* THE REQUEST
Please rewrite everything in the records below, from the line containing "In this exercise you will pick out the dark" down to the last line, as a numbered list without blank lines.

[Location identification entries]

--- START ---

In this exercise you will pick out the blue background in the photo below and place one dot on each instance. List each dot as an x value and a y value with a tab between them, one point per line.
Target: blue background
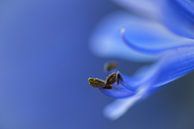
44	65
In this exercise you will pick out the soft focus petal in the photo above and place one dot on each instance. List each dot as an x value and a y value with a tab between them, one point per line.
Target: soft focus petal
107	40
146	7
120	106
178	16
173	65
167	69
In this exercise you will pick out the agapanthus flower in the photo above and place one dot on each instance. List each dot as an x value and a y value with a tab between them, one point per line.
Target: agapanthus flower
160	31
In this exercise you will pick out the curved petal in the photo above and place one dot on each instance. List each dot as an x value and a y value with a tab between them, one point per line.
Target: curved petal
151	50
172	65
107	40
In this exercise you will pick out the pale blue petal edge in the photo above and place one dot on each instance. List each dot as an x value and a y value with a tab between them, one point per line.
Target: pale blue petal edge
107	40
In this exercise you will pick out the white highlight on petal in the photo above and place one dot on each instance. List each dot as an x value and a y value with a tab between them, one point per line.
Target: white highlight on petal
120	106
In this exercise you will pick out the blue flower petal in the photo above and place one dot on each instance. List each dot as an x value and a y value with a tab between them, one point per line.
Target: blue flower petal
168	68
145	7
173	65
178	16
107	40
120	106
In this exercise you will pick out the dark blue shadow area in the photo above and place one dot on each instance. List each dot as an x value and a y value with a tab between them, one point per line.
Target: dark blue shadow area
45	63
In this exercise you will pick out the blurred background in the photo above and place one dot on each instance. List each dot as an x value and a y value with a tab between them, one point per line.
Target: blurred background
45	62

--- END ---

* WRITTEN RESPONSE
1. In this exercise you will pick out the dark blue shadow area in the photo above and place one dot on each instance. List each dot as an x value and a y value with a tab between them, one point per line.
2. Target: dark blue shadow area
3. 45	63
4. In this exercise you will pick out the blurred background in the photo above and place one dot on each instance. List each dot as an x value and a y value with a tab between them, one point per line.
5. Target: blurred background
6. 45	62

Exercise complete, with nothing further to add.